(Set exercise) Write out every line of the following listing, without changing a single character.
* begin Source records *
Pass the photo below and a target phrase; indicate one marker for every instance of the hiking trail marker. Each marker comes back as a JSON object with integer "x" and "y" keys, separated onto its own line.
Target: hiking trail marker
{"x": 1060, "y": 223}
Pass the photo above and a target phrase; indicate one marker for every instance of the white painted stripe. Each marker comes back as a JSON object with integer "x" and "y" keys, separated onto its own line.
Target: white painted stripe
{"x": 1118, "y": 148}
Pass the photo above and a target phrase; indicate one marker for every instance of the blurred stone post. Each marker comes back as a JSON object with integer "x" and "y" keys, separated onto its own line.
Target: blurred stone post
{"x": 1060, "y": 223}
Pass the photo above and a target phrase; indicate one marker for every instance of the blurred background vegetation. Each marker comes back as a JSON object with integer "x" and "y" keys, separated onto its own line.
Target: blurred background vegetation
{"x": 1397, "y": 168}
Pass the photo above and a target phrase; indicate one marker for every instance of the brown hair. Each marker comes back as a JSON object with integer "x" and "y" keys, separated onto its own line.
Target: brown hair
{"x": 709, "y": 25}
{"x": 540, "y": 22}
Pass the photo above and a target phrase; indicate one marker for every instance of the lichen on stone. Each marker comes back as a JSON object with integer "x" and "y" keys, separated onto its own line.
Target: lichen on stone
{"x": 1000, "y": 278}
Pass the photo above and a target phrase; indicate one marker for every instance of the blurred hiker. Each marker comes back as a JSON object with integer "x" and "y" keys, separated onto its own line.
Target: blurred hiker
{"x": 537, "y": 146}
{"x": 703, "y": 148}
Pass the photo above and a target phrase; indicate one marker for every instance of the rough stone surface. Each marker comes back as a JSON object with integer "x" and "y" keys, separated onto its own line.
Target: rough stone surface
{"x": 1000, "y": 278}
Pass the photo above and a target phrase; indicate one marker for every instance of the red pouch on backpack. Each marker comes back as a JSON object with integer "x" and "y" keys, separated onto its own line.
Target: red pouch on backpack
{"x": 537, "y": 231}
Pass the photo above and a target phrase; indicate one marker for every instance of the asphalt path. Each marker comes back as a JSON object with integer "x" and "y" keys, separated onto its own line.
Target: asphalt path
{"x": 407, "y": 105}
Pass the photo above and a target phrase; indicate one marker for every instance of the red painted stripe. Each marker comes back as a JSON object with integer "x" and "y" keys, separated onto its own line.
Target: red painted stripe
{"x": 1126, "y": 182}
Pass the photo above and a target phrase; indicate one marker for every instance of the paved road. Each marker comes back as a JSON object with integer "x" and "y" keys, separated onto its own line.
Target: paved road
* end Source records *
(Expected answer)
Pass the photo below and a target phrase; indicate one marker for every instance of the hiking trail marker. Each marker comes back as a JSON object with integer "x" and "y" keys, separated onto its own line.
Target: hiking trail marker
{"x": 1060, "y": 223}
Pass the photo above and a target phrase; indicate one marker for every instance of the white painted stripe. Each marker comes back as a JSON object with integer "x" and "y" keys, separated onto its own line.
Target: white painted stripe
{"x": 1118, "y": 148}
Pass the photo above and a target phrase; indicate one marker for every instance of the blurred stone post. Each marker comes back as a JSON object with integer "x" and "y" keys, separated onto its own line.
Target: blurred stone post
{"x": 1060, "y": 223}
Pass the photo above and a target phrase; indicate one marker for every instance of the blurred background vegetation. Each marker comes back as a JSON object with integer "x" and "y" keys, separated onto its own line.
Target: blurred background vegetation
{"x": 1397, "y": 168}
Pass the photo above and a target phrase; indicate one marker for every instance of the brown hair. Each marker comes back as a JSON object with integer "x" and "y" keys, separated onto its own line.
Target: brown hair
{"x": 709, "y": 25}
{"x": 540, "y": 22}
Pass the photo above and a target phrase; indicate one marker for every instance of the lichen on stone. Each marker comes back as a JSON object with integer "x" and "y" keys, separated onto its own line.
Target: lichen on stone
{"x": 1000, "y": 278}
Pass the photo above and a target phrase; indicate one marker for every instance of the blurred hiker. Each marker comes back as a JSON object with integer "x" and "y" keys, separated onto its own line.
Target: blurred hiker
{"x": 537, "y": 146}
{"x": 703, "y": 148}
Pass the photo above and a target phrase; indicate one marker for every instance of the rough stone surface. Each marker comes back as a JSON object with integer "x" and "y" keys, separated onto its own line.
Target: rough stone surface
{"x": 1000, "y": 278}
Pass the photo above and a target phrase; indicate one marker for every instance of the red pouch on backpack. Each marker comes back as a JSON object with integer "x" and "y" keys, separated onto its own line.
Target: red pouch on backpack
{"x": 537, "y": 231}
Pass the photo above and a target phrase; indicate one marker for every instance of the asphalt path. Each marker comes back as a JSON object with integer "x" and "y" keys, separated onto its own line.
Target: asphalt path
{"x": 407, "y": 105}
Pass the photo above and a target phrase; indicate one marker for every instance of the red painted stripe. Each marker comes back as a JSON object with integer "x" and "y" keys, separated onto its own line.
Target: red painted stripe
{"x": 1126, "y": 182}
Pass the photo above and a target phrase; indicate one marker for every instance of the paved road. Each marker comes back as a JSON object with integer "x" and "y" keys, separated onto its own line.
Target: paved road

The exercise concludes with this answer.